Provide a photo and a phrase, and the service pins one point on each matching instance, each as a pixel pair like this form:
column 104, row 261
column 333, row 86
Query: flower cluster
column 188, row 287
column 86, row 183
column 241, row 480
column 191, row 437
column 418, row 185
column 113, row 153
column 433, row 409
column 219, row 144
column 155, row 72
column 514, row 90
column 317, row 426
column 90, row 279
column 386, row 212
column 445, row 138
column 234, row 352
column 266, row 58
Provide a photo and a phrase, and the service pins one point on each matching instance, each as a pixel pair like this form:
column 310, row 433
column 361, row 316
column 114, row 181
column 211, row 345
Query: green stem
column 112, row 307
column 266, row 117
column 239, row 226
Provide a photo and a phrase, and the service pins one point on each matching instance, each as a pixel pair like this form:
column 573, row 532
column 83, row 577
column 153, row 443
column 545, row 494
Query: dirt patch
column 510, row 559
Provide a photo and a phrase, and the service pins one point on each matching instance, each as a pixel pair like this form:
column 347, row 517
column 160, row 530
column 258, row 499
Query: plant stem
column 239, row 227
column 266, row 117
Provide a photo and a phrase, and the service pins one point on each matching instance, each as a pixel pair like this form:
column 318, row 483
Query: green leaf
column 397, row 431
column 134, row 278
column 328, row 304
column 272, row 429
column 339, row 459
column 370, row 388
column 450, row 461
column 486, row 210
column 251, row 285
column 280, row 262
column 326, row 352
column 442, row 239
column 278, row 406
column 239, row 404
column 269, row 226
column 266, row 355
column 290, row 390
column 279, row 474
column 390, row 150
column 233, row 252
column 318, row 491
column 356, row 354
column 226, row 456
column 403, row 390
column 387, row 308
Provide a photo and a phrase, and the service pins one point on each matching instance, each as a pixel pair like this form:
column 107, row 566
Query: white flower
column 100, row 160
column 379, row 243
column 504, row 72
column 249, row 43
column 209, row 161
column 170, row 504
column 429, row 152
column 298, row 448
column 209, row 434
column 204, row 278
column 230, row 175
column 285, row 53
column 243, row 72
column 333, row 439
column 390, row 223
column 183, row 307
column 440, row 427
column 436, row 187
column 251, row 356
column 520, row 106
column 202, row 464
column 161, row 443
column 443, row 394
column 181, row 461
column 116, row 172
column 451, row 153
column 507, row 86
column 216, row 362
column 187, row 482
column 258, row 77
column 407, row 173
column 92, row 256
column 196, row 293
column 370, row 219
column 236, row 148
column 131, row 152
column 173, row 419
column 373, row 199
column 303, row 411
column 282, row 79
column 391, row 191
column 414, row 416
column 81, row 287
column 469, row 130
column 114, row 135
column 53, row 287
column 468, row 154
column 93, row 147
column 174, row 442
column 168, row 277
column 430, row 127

++++++++

Copy the whole listing above word for word, keeping every line in its original order.

* The solution
Provide a photo and a phrase, and the service pins one point on each matching instance, each as a pixel pair like this form:
column 104, row 261
column 333, row 86
Query: flower cluster
column 188, row 287
column 86, row 183
column 241, row 480
column 191, row 437
column 418, row 185
column 113, row 153
column 433, row 409
column 219, row 144
column 155, row 72
column 514, row 90
column 317, row 426
column 90, row 279
column 386, row 212
column 445, row 138
column 234, row 352
column 266, row 58
Provide a photo and a phrase, and the service pins one point on each matching instance, each as a pixel pair like this form:
column 310, row 433
column 361, row 316
column 114, row 181
column 211, row 345
Query: green stem
column 112, row 307
column 266, row 117
column 239, row 226
Provide a photo and a phrase, and the service pins one point on each matching instance, each as a pixel pair like this form:
column 573, row 532
column 83, row 577
column 153, row 443
column 545, row 494
Query: dirt patch
column 510, row 559
Provide a photo and a phrase, and the service pins one point on each matching instance, each as a pixel pair like this form:
column 347, row 517
column 160, row 530
column 258, row 499
Query: plant stem
column 239, row 227
column 266, row 117
Provide a photo and a phrase, and the service pins one point on each matching instance, each as a pixel pair like this form:
column 318, row 483
Query: green leaf
column 397, row 431
column 134, row 278
column 328, row 304
column 272, row 429
column 339, row 459
column 370, row 388
column 450, row 461
column 486, row 210
column 251, row 285
column 280, row 262
column 326, row 352
column 442, row 239
column 278, row 406
column 239, row 404
column 269, row 226
column 266, row 355
column 290, row 390
column 279, row 474
column 390, row 150
column 233, row 252
column 318, row 491
column 356, row 354
column 226, row 456
column 403, row 390
column 387, row 308
Provide a photo and a phrase, and the service pins one point on each matching instance, each as a pixel pair like this form:
column 107, row 566
Query: white flower
column 100, row 160
column 379, row 243
column 504, row 72
column 249, row 43
column 209, row 161
column 170, row 504
column 429, row 152
column 298, row 448
column 209, row 434
column 204, row 278
column 230, row 175
column 285, row 53
column 243, row 72
column 333, row 439
column 390, row 223
column 183, row 307
column 440, row 427
column 436, row 187
column 251, row 356
column 520, row 106
column 202, row 464
column 161, row 443
column 443, row 394
column 181, row 461
column 116, row 172
column 451, row 153
column 507, row 86
column 216, row 362
column 187, row 482
column 258, row 77
column 407, row 173
column 92, row 256
column 196, row 293
column 370, row 219
column 236, row 148
column 131, row 152
column 173, row 419
column 373, row 199
column 303, row 411
column 282, row 79
column 391, row 191
column 414, row 416
column 81, row 287
column 469, row 130
column 114, row 135
column 53, row 287
column 468, row 154
column 93, row 147
column 174, row 442
column 168, row 277
column 430, row 127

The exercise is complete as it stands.